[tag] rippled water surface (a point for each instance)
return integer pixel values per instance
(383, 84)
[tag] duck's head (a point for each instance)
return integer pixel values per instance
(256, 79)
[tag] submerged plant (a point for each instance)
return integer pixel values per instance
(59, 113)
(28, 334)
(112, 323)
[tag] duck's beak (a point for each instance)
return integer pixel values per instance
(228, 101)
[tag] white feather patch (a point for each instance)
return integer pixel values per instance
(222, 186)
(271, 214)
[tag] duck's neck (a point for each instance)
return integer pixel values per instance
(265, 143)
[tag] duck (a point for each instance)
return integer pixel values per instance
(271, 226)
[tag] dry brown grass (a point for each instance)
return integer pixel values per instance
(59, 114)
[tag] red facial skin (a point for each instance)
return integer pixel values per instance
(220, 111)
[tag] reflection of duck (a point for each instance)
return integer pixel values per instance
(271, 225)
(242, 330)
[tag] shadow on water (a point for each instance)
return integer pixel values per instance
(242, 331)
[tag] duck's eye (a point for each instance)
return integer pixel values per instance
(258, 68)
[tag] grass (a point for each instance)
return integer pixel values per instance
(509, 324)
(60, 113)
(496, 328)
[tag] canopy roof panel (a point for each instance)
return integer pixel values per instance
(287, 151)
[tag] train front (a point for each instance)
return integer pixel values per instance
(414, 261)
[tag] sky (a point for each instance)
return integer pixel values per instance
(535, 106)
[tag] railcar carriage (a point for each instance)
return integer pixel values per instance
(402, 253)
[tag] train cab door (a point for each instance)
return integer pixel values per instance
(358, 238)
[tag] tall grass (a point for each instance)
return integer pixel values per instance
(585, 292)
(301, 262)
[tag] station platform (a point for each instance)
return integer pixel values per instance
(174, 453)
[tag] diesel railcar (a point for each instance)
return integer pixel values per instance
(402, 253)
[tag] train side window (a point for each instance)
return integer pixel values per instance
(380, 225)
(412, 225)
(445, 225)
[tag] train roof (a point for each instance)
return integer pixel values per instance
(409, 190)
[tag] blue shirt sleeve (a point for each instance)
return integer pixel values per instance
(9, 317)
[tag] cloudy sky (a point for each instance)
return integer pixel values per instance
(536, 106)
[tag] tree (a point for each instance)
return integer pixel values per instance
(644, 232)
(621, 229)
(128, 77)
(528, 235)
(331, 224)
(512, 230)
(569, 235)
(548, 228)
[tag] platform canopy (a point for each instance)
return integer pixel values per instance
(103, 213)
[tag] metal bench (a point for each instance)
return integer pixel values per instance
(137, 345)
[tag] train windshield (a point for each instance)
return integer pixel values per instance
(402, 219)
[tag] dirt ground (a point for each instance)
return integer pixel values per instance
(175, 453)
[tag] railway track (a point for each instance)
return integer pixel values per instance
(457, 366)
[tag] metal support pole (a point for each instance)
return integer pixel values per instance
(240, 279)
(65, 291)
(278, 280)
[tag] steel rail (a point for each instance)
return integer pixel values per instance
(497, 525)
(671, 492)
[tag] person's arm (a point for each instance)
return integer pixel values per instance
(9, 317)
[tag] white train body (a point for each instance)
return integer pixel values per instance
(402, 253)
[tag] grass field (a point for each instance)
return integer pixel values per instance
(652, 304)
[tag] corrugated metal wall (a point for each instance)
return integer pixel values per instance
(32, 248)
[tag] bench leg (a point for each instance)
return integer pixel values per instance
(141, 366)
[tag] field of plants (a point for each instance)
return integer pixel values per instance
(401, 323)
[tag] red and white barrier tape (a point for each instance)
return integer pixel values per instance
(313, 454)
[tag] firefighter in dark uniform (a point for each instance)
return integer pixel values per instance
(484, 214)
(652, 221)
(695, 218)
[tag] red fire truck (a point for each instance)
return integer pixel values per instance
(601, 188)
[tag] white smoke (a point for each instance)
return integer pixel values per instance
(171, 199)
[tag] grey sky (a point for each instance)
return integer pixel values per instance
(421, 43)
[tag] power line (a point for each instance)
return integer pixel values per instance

-*-

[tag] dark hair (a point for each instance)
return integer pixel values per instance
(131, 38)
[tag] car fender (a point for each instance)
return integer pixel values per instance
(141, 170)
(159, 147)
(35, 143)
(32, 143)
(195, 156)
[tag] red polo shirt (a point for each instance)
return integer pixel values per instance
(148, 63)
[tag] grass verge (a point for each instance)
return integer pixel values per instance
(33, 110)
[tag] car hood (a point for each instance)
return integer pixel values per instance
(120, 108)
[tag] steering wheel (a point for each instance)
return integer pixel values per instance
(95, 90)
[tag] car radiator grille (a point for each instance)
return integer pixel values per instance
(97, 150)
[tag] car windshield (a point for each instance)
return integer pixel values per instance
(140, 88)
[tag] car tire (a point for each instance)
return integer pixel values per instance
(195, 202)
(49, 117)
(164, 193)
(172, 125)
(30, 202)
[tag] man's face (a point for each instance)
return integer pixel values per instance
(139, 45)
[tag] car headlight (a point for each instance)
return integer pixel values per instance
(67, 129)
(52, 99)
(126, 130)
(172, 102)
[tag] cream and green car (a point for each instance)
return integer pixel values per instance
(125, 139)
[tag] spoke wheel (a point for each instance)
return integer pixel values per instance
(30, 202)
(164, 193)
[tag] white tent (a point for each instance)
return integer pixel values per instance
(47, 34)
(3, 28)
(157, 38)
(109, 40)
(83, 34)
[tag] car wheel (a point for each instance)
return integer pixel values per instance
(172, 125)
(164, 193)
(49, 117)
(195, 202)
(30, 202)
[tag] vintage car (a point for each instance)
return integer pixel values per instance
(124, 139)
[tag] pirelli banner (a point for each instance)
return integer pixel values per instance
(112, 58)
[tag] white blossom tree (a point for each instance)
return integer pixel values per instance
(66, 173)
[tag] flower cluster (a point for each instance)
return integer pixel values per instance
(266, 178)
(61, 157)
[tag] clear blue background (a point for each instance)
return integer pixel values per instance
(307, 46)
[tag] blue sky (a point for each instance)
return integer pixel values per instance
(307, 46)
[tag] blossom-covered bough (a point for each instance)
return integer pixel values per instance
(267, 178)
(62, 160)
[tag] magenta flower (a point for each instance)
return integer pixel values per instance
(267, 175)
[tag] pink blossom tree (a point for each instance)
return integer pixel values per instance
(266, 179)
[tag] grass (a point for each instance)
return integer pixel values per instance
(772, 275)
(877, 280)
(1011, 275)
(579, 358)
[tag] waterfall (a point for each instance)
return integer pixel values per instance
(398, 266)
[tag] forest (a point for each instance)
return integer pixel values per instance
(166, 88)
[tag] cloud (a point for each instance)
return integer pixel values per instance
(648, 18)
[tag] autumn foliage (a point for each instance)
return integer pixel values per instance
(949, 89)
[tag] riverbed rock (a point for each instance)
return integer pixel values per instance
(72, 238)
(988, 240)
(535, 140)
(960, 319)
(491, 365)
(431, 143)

-*-

### WHAT YOU HAVE TO DO
Every line from the line containing "[tag] train side" through the line containing "[tag] white train" in the records above must be retyped exactly. Leave out the rest.

### SOLUTION TO THE PROBLEM
[tag] train side window (a point for each instance)
return integer pixel values per instance
(380, 225)
(412, 225)
(445, 225)
[tag] train roof (a point for each instance)
return integer pixel values per instance
(409, 190)
[tag] blue shirt sleeve (a point for each instance)
return integer pixel values per instance
(9, 317)
[tag] cloudy sky (a point for each instance)
return integer pixel values per instance
(536, 106)
[tag] tree (a point for each instance)
return integer pixel values per instance
(644, 232)
(621, 229)
(128, 77)
(528, 235)
(331, 224)
(512, 230)
(569, 235)
(548, 228)
[tag] platform canopy (a point for each instance)
return integer pixel values per instance
(103, 213)
[tag] metal bench (a point for each instance)
return integer pixel values per instance
(137, 345)
[tag] train windshield (a point for each instance)
return integer pixel values per instance
(402, 219)
[tag] dirt ground (a point for each instance)
return integer pixel values per instance
(175, 453)
[tag] railway track (a point for each instance)
return integer pixel values per instance
(457, 366)
[tag] metal support pole (a point for each instance)
return integer pixel values per instance
(240, 279)
(65, 291)
(278, 280)
[tag] steel rail (a point for each instance)
return integer pixel values per instance
(497, 525)
(671, 492)
[tag] person's arm (a point for each instance)
return integer pixel values per instance
(9, 317)
[tag] white train body (a point for each instance)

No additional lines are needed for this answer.